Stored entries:
——

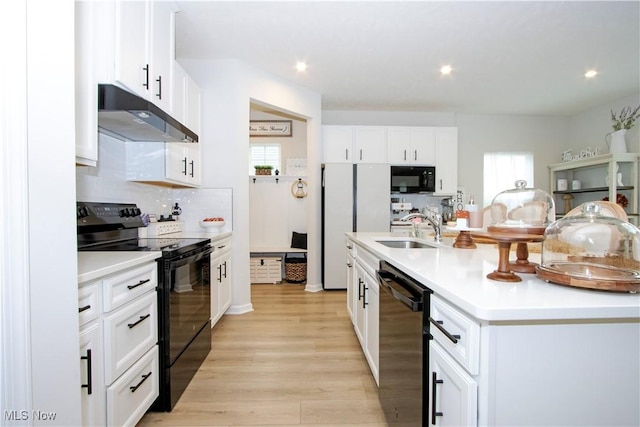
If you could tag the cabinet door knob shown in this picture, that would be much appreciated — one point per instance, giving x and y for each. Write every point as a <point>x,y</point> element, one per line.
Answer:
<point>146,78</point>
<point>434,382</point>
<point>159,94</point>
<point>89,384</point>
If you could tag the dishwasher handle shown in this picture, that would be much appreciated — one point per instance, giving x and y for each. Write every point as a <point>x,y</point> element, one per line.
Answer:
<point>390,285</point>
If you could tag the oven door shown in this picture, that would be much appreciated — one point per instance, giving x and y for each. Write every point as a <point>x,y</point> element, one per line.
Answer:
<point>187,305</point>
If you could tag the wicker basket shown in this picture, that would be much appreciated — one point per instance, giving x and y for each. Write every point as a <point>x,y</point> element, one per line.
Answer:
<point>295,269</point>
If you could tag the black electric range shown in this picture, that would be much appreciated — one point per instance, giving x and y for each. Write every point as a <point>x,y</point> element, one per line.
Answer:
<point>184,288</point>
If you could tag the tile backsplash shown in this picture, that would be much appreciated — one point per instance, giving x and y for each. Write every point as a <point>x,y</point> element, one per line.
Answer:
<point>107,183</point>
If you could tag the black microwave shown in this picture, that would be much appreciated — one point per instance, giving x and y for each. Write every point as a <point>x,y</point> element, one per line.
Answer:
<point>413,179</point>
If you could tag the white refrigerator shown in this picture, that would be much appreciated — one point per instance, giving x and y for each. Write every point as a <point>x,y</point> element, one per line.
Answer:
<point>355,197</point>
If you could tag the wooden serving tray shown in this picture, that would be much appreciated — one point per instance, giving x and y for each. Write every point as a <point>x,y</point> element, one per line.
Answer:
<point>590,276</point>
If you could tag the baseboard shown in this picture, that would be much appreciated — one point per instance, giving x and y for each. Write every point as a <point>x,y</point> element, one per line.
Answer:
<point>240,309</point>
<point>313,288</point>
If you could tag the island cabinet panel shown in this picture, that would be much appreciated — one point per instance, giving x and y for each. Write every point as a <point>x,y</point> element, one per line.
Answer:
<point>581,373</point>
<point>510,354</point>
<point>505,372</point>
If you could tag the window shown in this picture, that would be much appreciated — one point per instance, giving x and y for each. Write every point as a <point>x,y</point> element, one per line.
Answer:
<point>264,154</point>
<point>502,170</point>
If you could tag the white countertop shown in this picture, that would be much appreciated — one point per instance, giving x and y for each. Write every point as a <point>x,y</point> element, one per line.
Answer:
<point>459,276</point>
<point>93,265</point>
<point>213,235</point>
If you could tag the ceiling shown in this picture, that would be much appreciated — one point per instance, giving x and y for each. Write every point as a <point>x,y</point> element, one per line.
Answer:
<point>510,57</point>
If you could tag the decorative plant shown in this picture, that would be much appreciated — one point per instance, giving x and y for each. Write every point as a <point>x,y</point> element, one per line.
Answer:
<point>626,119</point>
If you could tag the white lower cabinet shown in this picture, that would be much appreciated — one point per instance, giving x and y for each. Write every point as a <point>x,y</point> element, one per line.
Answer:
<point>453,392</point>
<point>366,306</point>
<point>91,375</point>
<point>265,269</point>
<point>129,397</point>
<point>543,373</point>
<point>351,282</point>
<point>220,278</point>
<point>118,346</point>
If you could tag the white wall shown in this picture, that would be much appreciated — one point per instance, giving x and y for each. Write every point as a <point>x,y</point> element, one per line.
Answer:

——

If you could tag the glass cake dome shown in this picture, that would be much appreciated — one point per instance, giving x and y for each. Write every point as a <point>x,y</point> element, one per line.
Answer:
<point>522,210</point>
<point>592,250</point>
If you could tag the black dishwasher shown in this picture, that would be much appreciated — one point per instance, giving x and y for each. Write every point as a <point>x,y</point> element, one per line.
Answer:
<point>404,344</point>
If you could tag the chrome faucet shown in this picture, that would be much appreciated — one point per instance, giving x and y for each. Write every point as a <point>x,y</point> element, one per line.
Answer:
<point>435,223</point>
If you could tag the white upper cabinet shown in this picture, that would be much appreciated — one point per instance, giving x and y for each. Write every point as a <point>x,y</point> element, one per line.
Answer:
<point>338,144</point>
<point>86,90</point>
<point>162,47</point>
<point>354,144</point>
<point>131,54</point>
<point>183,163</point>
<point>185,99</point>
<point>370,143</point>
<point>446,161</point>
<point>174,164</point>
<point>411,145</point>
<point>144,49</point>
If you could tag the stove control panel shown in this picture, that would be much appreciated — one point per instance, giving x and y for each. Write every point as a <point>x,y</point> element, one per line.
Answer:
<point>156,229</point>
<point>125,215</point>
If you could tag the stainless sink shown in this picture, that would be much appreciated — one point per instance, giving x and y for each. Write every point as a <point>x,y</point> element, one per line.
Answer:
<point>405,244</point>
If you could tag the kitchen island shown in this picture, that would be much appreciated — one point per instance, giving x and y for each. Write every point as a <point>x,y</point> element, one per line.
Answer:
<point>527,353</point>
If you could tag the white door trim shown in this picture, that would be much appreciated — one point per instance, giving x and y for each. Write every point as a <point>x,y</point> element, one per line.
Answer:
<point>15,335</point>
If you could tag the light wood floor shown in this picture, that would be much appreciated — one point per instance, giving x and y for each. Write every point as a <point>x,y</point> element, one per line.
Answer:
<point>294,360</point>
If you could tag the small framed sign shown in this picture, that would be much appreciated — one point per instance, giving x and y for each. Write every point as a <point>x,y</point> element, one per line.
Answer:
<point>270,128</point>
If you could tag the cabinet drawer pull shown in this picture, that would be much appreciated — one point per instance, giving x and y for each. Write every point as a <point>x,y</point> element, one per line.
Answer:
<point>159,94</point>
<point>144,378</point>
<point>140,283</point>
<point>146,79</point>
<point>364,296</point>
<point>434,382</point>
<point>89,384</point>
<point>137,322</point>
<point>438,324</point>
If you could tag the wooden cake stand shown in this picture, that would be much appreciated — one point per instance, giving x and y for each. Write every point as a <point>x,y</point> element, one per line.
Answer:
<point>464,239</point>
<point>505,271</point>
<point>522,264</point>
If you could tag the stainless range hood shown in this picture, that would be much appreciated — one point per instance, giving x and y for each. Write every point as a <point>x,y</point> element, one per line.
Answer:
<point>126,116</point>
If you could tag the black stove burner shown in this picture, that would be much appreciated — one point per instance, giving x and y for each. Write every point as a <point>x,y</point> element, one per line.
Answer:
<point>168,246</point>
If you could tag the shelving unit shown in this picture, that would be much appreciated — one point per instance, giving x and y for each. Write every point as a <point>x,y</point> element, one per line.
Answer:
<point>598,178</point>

——

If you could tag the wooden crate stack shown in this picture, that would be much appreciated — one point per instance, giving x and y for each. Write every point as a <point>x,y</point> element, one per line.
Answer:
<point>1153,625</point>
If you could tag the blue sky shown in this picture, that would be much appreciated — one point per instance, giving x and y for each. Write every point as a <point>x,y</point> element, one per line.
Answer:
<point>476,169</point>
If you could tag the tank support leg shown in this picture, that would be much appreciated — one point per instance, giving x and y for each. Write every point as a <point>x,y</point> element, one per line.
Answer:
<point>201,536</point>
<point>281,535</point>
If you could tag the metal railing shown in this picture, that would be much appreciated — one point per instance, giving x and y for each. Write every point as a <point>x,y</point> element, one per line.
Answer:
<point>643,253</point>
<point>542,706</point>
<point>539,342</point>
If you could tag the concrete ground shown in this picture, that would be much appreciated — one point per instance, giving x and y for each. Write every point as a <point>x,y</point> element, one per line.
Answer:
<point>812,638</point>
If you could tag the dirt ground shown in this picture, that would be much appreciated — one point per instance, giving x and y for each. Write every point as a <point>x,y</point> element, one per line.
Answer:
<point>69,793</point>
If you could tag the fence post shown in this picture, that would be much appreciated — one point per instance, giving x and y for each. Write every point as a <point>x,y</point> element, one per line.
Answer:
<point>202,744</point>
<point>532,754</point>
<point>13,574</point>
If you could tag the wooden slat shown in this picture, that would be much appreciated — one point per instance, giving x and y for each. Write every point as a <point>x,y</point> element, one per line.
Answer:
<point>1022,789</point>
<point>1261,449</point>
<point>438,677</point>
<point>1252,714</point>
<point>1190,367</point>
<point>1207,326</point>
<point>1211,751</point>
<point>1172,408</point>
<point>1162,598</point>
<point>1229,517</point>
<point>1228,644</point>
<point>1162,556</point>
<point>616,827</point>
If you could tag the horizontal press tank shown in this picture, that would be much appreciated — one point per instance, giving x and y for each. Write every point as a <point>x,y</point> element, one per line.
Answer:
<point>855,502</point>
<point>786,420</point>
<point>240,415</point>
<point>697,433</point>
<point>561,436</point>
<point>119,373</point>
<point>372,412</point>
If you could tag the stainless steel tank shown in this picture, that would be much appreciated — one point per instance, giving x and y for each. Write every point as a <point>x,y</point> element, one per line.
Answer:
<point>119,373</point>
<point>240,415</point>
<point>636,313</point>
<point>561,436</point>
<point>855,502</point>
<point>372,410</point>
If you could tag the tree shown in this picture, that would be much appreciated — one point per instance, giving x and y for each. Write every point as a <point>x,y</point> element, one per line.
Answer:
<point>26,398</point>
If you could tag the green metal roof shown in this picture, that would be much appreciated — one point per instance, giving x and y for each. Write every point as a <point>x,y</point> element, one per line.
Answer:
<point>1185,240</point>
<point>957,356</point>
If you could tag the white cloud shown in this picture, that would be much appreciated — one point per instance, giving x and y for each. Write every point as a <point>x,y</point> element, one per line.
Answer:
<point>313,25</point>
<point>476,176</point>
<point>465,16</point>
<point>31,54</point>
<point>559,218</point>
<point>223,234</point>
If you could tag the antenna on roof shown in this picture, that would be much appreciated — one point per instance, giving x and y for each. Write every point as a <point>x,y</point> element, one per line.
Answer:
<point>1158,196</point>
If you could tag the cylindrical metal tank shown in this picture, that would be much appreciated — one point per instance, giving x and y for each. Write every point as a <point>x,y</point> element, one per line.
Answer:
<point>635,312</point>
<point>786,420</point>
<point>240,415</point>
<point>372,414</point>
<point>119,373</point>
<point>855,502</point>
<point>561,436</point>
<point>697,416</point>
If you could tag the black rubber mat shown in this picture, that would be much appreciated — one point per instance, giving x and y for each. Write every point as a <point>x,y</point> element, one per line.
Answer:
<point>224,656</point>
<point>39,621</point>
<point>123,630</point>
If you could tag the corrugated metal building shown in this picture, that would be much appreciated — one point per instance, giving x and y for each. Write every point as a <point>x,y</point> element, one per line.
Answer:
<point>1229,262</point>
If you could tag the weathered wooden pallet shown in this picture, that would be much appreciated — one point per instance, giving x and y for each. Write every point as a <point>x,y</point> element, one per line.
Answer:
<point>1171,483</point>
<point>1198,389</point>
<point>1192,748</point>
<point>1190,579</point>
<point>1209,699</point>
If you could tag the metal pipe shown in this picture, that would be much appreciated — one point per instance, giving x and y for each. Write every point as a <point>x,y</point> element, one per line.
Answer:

——

Problem details:
If a line in the entries contains "roof", copy it.

Completed task:
If you could tag the green metal roof shown in this picture, that would be much appreciated — one point per instance, giving x and y for each. Write every point as a <point>x,y</point> element, one per line.
If you could tag the antenna on roof shown in this picture, that would be much appreciated — one point per instance, giving x and y for each. Write every point as a <point>x,y</point> element, one per line.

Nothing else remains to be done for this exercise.